### Action item
Your task is to output the listing word for word, with pictures excluded.

= Beginning of Section =

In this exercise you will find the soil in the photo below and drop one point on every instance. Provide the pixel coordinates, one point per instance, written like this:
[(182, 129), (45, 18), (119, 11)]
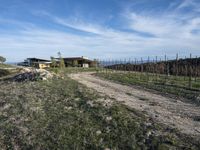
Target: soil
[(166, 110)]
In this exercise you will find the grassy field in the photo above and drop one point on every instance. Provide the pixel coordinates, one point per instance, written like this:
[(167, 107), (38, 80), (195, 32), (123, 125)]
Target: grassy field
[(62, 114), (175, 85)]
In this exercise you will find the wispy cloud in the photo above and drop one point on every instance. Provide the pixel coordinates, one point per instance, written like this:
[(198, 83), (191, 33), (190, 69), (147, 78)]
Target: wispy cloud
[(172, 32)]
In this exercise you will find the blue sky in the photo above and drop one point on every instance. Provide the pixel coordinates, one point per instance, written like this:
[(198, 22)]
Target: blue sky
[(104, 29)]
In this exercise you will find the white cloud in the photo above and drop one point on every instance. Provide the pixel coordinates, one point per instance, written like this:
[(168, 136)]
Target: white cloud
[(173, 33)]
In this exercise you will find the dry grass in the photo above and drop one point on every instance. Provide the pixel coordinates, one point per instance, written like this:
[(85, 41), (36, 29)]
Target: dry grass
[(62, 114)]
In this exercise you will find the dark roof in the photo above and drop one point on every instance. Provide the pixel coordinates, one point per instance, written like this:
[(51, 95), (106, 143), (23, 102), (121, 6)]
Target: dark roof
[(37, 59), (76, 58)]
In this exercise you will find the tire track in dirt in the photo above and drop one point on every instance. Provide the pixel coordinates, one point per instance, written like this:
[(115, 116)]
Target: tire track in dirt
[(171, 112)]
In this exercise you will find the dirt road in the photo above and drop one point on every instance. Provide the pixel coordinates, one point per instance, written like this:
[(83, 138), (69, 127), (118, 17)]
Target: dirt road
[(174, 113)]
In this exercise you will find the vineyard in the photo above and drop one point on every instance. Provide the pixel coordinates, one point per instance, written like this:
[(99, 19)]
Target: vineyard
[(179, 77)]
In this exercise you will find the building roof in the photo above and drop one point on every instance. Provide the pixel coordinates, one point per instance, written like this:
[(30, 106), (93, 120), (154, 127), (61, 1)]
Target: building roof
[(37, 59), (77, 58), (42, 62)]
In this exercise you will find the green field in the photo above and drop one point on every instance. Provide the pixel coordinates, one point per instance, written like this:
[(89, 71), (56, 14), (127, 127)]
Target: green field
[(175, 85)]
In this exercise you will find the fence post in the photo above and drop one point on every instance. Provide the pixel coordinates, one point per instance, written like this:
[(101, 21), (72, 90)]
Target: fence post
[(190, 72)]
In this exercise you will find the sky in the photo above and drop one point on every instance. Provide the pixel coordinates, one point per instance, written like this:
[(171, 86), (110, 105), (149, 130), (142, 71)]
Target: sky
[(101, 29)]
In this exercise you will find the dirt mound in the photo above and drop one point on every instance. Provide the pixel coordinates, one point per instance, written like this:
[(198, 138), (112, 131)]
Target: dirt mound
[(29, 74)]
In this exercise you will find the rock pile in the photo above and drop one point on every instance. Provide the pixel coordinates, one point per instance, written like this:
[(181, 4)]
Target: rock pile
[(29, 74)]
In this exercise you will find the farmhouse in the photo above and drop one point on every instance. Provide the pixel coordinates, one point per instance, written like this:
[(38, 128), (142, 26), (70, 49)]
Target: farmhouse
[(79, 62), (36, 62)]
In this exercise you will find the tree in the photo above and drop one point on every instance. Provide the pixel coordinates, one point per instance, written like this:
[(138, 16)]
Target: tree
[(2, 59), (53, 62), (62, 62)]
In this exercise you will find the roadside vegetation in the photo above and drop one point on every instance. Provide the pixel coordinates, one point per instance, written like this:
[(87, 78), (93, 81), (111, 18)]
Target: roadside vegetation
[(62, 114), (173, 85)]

= End of Section =

### Answer box
In this exercise you will find the soil in the photo below and drop one point on every instance. Provide the pixel coordinates, one point per instance, written like this:
[(182, 129), (45, 18), (119, 11)]
Target: soil
[(166, 110)]
In this exercise you will find the grassy field in the photo above and drop one point on every instance. Provide the pixel coordinates, one point per instance, written like this:
[(167, 107), (38, 80), (195, 32), (123, 125)]
Target: grassy field
[(62, 114), (175, 85)]
In this exercise you will find the wispy cloud in the photo above and drop one point on every instance. Provide the pixel coordinates, one point per instance, written like this:
[(198, 83), (191, 33), (190, 69), (147, 78)]
Target: wispy cloud
[(172, 32)]
In this exercise you will find the blue sky in the photo above and drop one point on every instance. Provide the pixel coordinates, one point per instance, written like this:
[(198, 22)]
Target: blue sky
[(104, 29)]
In this exercise you will find the white cloud in the photo above and drop one point on every instance. Provide the pixel coordinates, one point per instance, written like this:
[(168, 136)]
Target: white cloud
[(173, 33)]
In this exercise you will find the dry grass in the photo above and drop one point on every instance. Provide the pixel coordinates, one point per instance, written like this:
[(85, 41), (36, 29)]
Target: dry grass
[(62, 114)]
In this exercise you will find the dark roof in the photo above and drop one point on every instance. Provide the pixel coordinates, one point per instance, written like this:
[(51, 95), (106, 143), (23, 102), (121, 6)]
Target: dark roof
[(37, 59), (76, 58)]
In this exercise you will find the tire track in dirt in the photo above and drop one point on every instance. Provide the pixel coordinates, one point per instance, written like this:
[(115, 116)]
Target: tire track in dirt
[(171, 112)]
In this exercise you will find the dirt road in the photo above and drop one point on every instance. Provide the pixel coordinates, one point per instance, written like this:
[(83, 138), (69, 127), (118, 17)]
Target: dirt road
[(174, 113)]
In this exercise you will find the vineyard in the photo above and drop one point on every instance. Provide the pixel coordinates, one point per instance, written like this:
[(99, 19)]
Target: vineyard
[(179, 77)]
In this exercise you will find the building roof in the photo above and drop one point on every instance. Provide the pixel coordinates, one point per instance, written like this:
[(30, 106), (93, 120), (154, 127), (61, 1)]
Target: building roof
[(37, 59), (77, 58), (42, 62)]
In this exercise you will find the green field in the photo above and drop one point on every instance. Provide the pixel coordinates, one point per instance, written like this:
[(89, 71), (56, 14), (127, 127)]
Target: green field
[(175, 85)]
In this exercise you will find the fence post in the photo above and drop one point on every instance. Provide the pixel coordinates, one point per instance, written like this:
[(101, 21), (72, 90)]
Target: fence post
[(190, 72)]
In this exercise you will find the sky in the photo above and drop one point on every instance. Provide the pixel coordinates, one point per instance, written like this:
[(171, 86), (110, 105), (149, 130), (142, 71)]
Target: sky
[(101, 29)]
In this exercise you will find the dirt mound in the photo above and drop one point on every instance. Provide the pixel coordinates, one point per instance, written like this:
[(198, 138), (112, 131)]
Target: dirt mound
[(29, 74)]
In this exercise you will find the rock pile in the photo above and drop one point on every instance. Provide the pixel coordinates, one point per instance, written like this:
[(181, 4)]
Target: rock pile
[(29, 74)]
In this exercise you will find the farmhouse in the photo above and drop one point on every instance. Provide the pixel coordinates, one point per instance, written like this:
[(38, 128), (142, 26), (70, 49)]
Target: farmhouse
[(79, 62), (36, 62)]
In this exercise you will find the tree in the photo above and drop one point on every instance. Provide the pixel coordinates, one point per instance, written like this:
[(138, 16)]
Target: tree
[(2, 59), (53, 62), (62, 62)]
In this exercise you will find the roadside vegetation in the photo above and drop one point on every instance. Provide the pixel coordinates, one point per instance, written like this:
[(87, 78), (93, 81), (111, 18)]
Target: roadside vegetation
[(62, 114), (173, 85)]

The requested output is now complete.